Diophantic Spider and Fly

   Given a rectangular room with three integer sides A<=B<=C, A+B+C=S, 
  is it possible that all three geodesic distances between extreme corners
  are integers as well ?

   The answer is positive, and the three minimal solutions are for :

    A. S =  833 = 7 *  7 * 17 = 108 + 357 +  368
    B. S = 2737 = 7 * 17 * 23 = 564 + 748 + 1425
    C. S = 3703 = 7 * 23 * 23 = 348 + 975 + 2380

   As is shown by :

    A. 108^2 + 725^2 = 733^2
       357^2 + 476^2 = 595^2
       368^2 + 465^2 = 593^2 (min)

    B.  564^2 + 2173^2 = 2245^2
        748^2 + 1989^2 = 2125^2
       1425^2 + 1312^2 = 1937^2 (min)

    C.  348^2 + 3355^2 = 3373^2
        748^2 + 2728^2 = 2896^2
       2380^2 + 1323^2 = 2723^2 (min)

    According to the schematic unfolding as demonstrated
    for the case S = 7 = 1 + 2 + 4  [shown below]

    The above solutions were arrived at by computational methods,
    starting from an "open" list of primitive pythagorian triples
    ordered by rising values of both their generating parameters.

####

Exercise 1
Update the records starting at the line containing "hill shown above?" and ending at the end of the records, replacing "wooden dock" with "wooden jetty" and changing nothing else. Leave the pictures out of your answer.

####

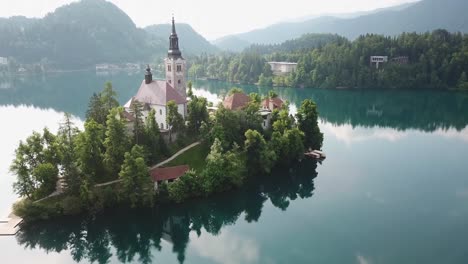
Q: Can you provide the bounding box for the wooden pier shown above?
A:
[0,213,23,236]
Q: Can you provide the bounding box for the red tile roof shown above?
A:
[133,80,187,105]
[122,110,135,122]
[262,97,284,110]
[223,93,250,110]
[150,165,190,181]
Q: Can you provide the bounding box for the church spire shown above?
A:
[167,16,182,59]
[172,14,177,35]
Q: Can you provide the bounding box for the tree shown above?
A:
[457,72,468,90]
[244,129,276,175]
[228,87,243,96]
[166,100,184,141]
[104,108,130,177]
[271,109,294,134]
[145,109,166,164]
[296,99,323,149]
[75,120,107,184]
[187,96,209,135]
[100,82,120,117]
[187,81,193,98]
[57,113,81,194]
[10,128,60,199]
[33,163,58,198]
[86,93,107,125]
[168,170,203,203]
[119,145,154,207]
[202,139,245,194]
[131,100,145,145]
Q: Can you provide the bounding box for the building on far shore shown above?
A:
[124,18,187,132]
[0,57,8,65]
[370,56,388,69]
[223,92,284,129]
[268,61,297,75]
[391,56,409,65]
[150,165,190,190]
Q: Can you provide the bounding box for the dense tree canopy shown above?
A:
[191,30,468,89]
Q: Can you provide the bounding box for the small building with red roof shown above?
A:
[223,93,250,110]
[262,97,284,111]
[150,165,190,189]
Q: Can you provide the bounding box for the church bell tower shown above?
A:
[164,17,187,98]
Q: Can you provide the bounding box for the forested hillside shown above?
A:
[190,30,468,89]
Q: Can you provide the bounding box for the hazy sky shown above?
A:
[0,0,417,40]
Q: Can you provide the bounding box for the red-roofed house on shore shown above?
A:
[223,92,250,110]
[150,165,190,189]
[124,18,187,130]
[262,97,284,111]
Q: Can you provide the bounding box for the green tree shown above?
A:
[145,109,167,164]
[86,93,107,125]
[168,170,203,203]
[33,163,58,198]
[10,129,60,199]
[57,113,81,194]
[272,109,294,134]
[119,145,154,207]
[244,129,276,175]
[202,139,246,194]
[131,100,145,145]
[187,96,209,135]
[166,100,185,141]
[75,120,107,184]
[100,82,120,117]
[104,108,130,178]
[457,72,468,90]
[296,99,323,149]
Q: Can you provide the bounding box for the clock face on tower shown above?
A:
[165,17,186,97]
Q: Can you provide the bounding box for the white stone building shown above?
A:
[124,18,187,131]
[0,57,8,65]
[268,61,297,75]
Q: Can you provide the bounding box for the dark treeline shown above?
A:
[190,30,468,89]
[0,72,468,130]
[16,161,317,263]
[10,82,323,221]
[195,80,468,131]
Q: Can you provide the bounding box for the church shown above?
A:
[124,17,187,131]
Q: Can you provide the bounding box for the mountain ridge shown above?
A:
[213,0,468,49]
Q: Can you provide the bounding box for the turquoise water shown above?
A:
[0,73,468,264]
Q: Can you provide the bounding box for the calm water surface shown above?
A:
[0,73,468,264]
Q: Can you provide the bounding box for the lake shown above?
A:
[0,72,468,264]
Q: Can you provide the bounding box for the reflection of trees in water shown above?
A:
[16,161,317,263]
[195,81,468,131]
[0,72,468,131]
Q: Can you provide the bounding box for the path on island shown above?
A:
[0,141,200,236]
[150,141,200,170]
[94,141,200,187]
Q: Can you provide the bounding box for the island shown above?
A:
[10,19,323,221]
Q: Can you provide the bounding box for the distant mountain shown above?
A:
[213,36,251,52]
[284,0,421,22]
[0,0,217,68]
[219,0,468,44]
[144,23,219,55]
[0,0,163,67]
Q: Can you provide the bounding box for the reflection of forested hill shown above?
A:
[16,161,317,263]
[0,75,468,131]
[195,81,468,131]
[0,72,143,118]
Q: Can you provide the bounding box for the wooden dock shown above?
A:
[0,213,23,236]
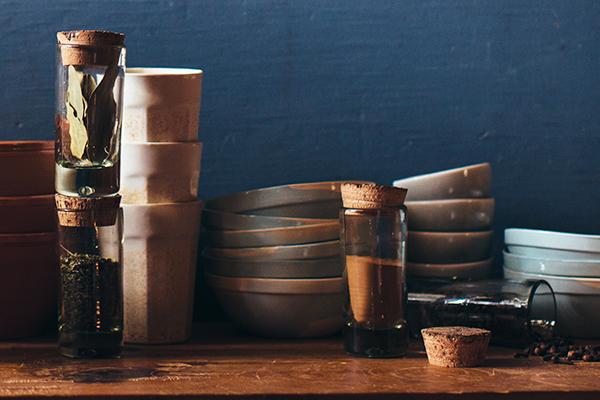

####

Exercise 2
Translate this sentence from the spider-and-fly passage into Spanish: "Given a rectangular room with three integer sides A<=B<=C, A+B+C=S, is it possible that all three geodesic distances between extreme corners are integers as well ?"

Exercise result 1
Q: Can you provide the bounding box for the reflection of forested hill shown above?
A:
[16,161,317,263]
[0,75,468,131]
[195,81,468,131]
[0,72,143,118]
Q: Can you provide the bounding box for the wooden jetty shown above?
A:
[0,213,23,236]

Exercise result 2
Dada una habitación rectangular con tres lados enteros A<=B<=C, A+B+C=S, ¿es posible que las tres distancias geodésicas entre esquinas extremas también sean números enteros?